• _Alıntı Metin_
# # # # # # #

TÜRK TİCARET KANUNU madde 64- (1): “(Değişik fıkra: 26/06/2012-6335 S.K./8.md.) Her tacir, ticari defterleri tutmak ve defterlerinde, ticari işlemleriyle ticari işletmesinin iktisadi ve mali durumunu, borç ve alacak ilişkilerini ve her hesap dönemi içinde elde edilen neticeleri, bu Kanuna göre açıkça görülebilir bir şekilde ortaya koymak zorundadır. Defterler, üçüncü kişi uzmanlara, makul bir süre içinde yapacakları incelemede işletmenin faaliyetleri ve finansal durumu hakkında fikir verebilecek şekilde tutulur. İşletme faaliyetlerinin oluşumu ve gelişmesi defterlerden izlenebilmelidir.”
(2): “Tacir, işletmesiyle ilgili olarak gönderilmiş bulunan her türlü belgenin, fotokopi, karbonlu kopya, mikrofiş, bilgisayar kaydı veya benzer şekildeki bir kopyasını, yazılı, görsel veya elektronik ortamda saklamakla yükümlüdür.”
Madde 83- (1): “Ticari uyuşmazlıklarda mahkeme, yabancı gerçek veya tüzel kişi bile olsalar, tarafların ticari defterlerinin ibrazına, resen veya taraflardan birinin istemi üzerine karar verebilir.”

# # # # # # #

• _Ham Veriler_

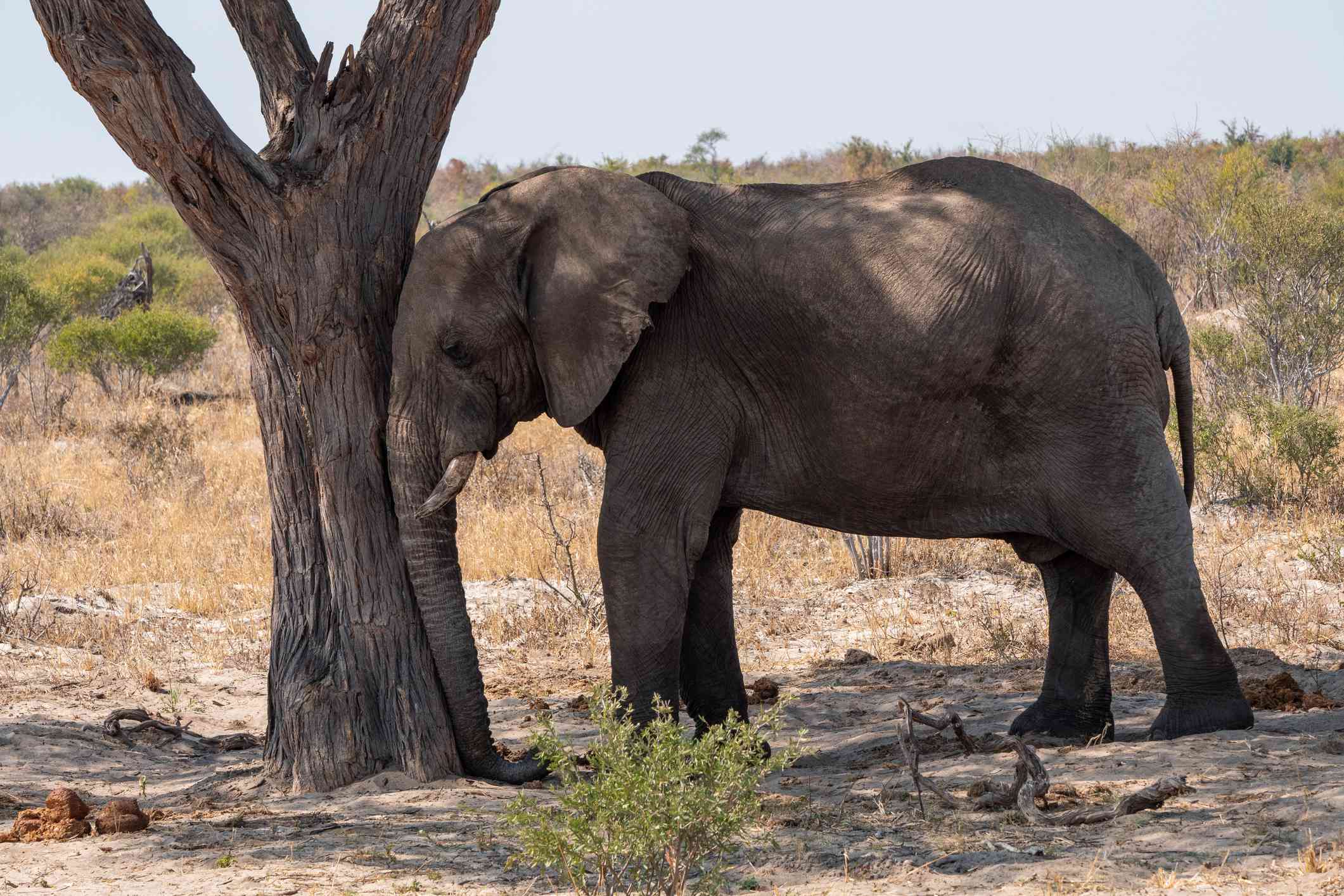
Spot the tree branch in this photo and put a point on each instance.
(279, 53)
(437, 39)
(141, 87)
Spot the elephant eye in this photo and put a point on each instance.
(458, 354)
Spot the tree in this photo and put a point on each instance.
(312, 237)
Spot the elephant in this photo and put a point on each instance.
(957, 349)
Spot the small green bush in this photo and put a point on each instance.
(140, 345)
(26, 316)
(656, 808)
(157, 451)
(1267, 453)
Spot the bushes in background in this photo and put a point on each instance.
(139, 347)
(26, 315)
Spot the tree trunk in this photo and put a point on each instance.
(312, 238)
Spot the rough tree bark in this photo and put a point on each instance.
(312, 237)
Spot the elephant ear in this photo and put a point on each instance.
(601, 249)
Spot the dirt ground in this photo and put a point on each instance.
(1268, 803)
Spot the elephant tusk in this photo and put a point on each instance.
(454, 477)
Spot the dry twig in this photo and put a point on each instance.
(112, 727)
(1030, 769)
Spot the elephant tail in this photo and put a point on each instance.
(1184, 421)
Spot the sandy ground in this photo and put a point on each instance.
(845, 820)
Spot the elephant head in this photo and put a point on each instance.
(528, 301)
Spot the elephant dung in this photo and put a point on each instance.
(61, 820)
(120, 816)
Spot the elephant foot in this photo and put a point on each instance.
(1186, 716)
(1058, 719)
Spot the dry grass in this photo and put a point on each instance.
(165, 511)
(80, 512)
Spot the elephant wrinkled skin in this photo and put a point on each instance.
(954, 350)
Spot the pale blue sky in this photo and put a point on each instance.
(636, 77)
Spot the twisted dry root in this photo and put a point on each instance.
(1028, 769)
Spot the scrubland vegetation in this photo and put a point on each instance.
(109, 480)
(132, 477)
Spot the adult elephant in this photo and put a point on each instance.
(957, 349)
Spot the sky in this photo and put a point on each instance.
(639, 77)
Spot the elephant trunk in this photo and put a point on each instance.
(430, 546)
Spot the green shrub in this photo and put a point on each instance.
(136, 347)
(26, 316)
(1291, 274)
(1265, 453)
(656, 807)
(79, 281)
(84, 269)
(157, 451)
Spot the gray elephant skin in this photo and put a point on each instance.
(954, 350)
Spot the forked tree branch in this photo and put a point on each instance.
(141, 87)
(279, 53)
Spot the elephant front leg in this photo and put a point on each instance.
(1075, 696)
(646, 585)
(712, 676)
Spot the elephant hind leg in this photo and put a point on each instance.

# # # # # # #

• _Görevler_
A. Türk Ticaret Kanunu metninde, tacirin işletmesiyle ilgili belgelerden saklaması gereken kopya biçimleri olarak adıyla sayılanları sıralayın.
B. Aşağıdaki ifadelerin Türk Ticaret Kanunu metniyle uyuşup uyuşmadığını belirtin. Her biri için evet ya da hayır deyin ve metindeki belirleyici sözleri aktarın.
(i) Defterler, üçüncü kişi uzmanların işletmenin faaliyetleri ve finansal durumu hakkında fikir edinebileceği şekilde tutulur.
(ii) Mahkeme ticari defterlerin ibrazına yalnızca taraflardan birinin istemi üzerine karar verebilir.
(iii) Yabancı gerçek veya tüzel kişiler, ticari defterlerin ibrazı kararının kapsamı dışındadır.
C. Lütfen Türk Ticaret Kanunu metnini kaldığı yerden sürdürün.

• _Cevaplar Aşağıda_
A. Fotokopi, karbonlu kopya, mikrofiş, bilgisayar kaydı

B.
(i) Evet: "Defterler, üçüncü kişi uzmanlara, makul bir süre içinde yapacakları incelemede işletmenin faaliyetleri ve finansal durumu hakkında fikir verebilecek şekilde tutulur."
(ii) Hayır: "resen veya taraflardan birinin istemi üzerine karar verebilir"
(iii) Hayır: "yabancı gerçek veya tüzel kişi bile olsalar"

C.
Ticari defterler, 6100 sayılı Hukuk Muhakemeleri Kanunu madde 222 ve devamı ile 6102 sayılı Türk Ticaret Kanunu madde 64 ve devamında açıkça düzenlenmiştir.
Ticari defterlere anılan Kanun’larda delil olarak hüküm ve sonuç bağlanmıştır.
Tacirler, Türk Ticaret Kanunu’nun amir hükmü uyarınca ticari defter tutmak zorundadır.
Mahkeme, ticari davalarda tarafların ticari defterlerinin ibrazına kendiliğinden veya taraflardan birinin talebi üzerine karar verebilir (HMK. m. 222/1).
Yine Türk Ticaret Kanunu madde 83/1’de ticari uyuşmazlıklarda Mahkemenin ticari defterlerin re’sen ibrazına karar verebileceği, Mahkeme re’sen ticari defterlerin ibrazına karar vermese dahi taraflardan birinin istemi üzerine ticari defterlerin ibrazına Mahkemece karar verilebileceği hüküm altına alınmıştır.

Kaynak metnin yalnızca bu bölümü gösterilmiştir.